— Required task —
Repeat the material below word for word, keeping every line in its original order.
* * *
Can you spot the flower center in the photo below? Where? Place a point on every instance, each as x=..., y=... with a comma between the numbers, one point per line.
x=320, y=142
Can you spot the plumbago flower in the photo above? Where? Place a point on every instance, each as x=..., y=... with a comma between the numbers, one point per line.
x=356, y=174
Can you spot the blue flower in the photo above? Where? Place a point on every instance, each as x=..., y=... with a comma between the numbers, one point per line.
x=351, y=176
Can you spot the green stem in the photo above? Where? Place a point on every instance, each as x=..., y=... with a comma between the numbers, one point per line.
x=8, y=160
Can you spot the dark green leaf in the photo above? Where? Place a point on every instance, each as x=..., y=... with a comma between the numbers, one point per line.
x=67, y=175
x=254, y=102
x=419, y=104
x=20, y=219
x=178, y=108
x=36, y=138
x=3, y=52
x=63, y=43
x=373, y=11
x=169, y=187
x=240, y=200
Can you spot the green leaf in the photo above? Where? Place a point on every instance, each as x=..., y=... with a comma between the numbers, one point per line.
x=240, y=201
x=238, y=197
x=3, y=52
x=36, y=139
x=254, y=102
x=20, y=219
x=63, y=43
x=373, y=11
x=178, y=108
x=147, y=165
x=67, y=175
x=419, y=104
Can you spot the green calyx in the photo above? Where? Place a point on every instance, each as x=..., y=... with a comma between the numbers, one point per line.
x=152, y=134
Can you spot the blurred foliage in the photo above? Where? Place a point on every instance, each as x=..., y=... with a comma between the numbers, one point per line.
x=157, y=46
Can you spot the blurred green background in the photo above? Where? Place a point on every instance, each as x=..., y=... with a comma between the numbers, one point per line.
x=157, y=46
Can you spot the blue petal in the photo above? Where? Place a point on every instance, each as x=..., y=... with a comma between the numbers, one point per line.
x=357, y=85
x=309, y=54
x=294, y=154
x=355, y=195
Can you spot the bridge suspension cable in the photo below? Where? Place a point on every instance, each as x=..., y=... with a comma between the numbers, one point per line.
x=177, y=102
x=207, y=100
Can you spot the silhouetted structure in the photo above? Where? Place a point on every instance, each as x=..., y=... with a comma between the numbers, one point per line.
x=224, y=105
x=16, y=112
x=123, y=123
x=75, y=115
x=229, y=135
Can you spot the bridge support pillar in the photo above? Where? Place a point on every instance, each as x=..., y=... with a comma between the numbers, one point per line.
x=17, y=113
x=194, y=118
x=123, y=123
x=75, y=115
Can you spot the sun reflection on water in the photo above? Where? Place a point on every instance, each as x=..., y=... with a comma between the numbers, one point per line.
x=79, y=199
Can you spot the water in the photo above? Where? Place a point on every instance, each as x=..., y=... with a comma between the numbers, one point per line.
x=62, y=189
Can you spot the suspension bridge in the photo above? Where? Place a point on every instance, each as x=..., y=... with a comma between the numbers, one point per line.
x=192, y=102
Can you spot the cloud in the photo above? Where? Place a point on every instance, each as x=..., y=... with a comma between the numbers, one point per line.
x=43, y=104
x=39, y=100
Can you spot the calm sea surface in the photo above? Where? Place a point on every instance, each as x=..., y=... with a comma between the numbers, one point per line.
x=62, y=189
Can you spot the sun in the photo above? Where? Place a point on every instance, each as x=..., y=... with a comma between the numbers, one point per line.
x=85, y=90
* * *
— Finished exercise —
Can you spot the flower center in the photo below? Where? Place a point on every instance, each as x=..., y=... with a comma between the numbers, one point per line.
x=320, y=142
Can you spot the plumbago flower in the photo above? Where? Place a point on every instance, each as x=..., y=... with a comma between the numbers, one point per line.
x=356, y=174
Can you spot the blue flower in the photo above? Where? Place a point on every instance, each as x=..., y=... with a comma between the numbers, one point per line.
x=351, y=176
Can you spot the green stem in the photo above? Where? Place a point on every instance, each as x=..., y=... with a comma between the numbers, one point per line.
x=8, y=160
Can you spot the dark green leaf in the photo above? Where? Place a point on every instance, each as x=..., y=... with a comma between the numbers, one point per line.
x=67, y=175
x=254, y=102
x=419, y=104
x=20, y=219
x=178, y=108
x=36, y=138
x=3, y=52
x=63, y=43
x=373, y=11
x=169, y=187
x=240, y=200
Can you spot the green leaf in the photo above? Where? Place a point on every instance, each as x=..., y=... with a comma between the numbers, one point per line.
x=240, y=201
x=238, y=197
x=3, y=52
x=36, y=139
x=254, y=102
x=20, y=219
x=63, y=43
x=373, y=11
x=178, y=108
x=147, y=165
x=67, y=175
x=419, y=104
Can you spot the green calyx in the photo above? Where? Place a point on every instance, each as x=..., y=... with a comma between the numbers, one point per line.
x=152, y=134
Can you spot the blurred foliage in the photo above? Where? Place a point on every instance, each as x=..., y=... with a comma between the numbers, one point per line.
x=157, y=46
Can you spot the blurred green background in the photo above? Where? Place a point on every instance, each as x=..., y=... with a comma between the numbers, one point per line.
x=157, y=46
Can you spot the blue petal in the photo above? Where? Place a point on every instance, each as x=..., y=... with a comma between the numbers, one point per line.
x=357, y=85
x=309, y=54
x=294, y=154
x=355, y=195
Can you spot the bridge suspension cable in the photo below? Where? Place a point on every instance, each as x=..., y=... with a comma between the numbers, one point per line.
x=177, y=102
x=207, y=100
Can you spot the silhouetted structure in the photo above? Where? Place a point on every instance, each as x=..., y=... with a comma between the numbers, one point per line.
x=224, y=105
x=16, y=112
x=123, y=123
x=75, y=115
x=229, y=135
Can you spot the bridge support pillar in the photo above? Where? Place a point on every instance, each as x=..., y=... with a comma between the numbers, one point per line.
x=17, y=113
x=194, y=118
x=123, y=123
x=75, y=115
Can you spot the sun reflection on water in the photo above? Where? Place a point on every instance, each as x=..., y=... with a comma between the numbers, one point per line.
x=79, y=199
Can you spot the water in the photo above? Where? Place a point on every instance, each as x=..., y=... with a comma between the numbers, one point per line.
x=62, y=189
Can you spot the suspension bridge in the photo above? Where? Place a point on every instance, each as x=..., y=... with a comma between the numbers, one point per line.
x=192, y=102
Can you spot the cloud in the photo above? Where? Place a point on every instance, each as x=..., y=... with a comma between the numbers, one point per line.
x=43, y=104
x=39, y=100
Can you spot the calm sea surface in the photo above? Where? Place a point on every instance, each as x=..., y=... with a comma between the numbers, one point per line.
x=62, y=189
Can you spot the sun in the photo above? Where? Place a point on every instance, each as x=..., y=... with a comma between the numbers, one point per line.
x=85, y=90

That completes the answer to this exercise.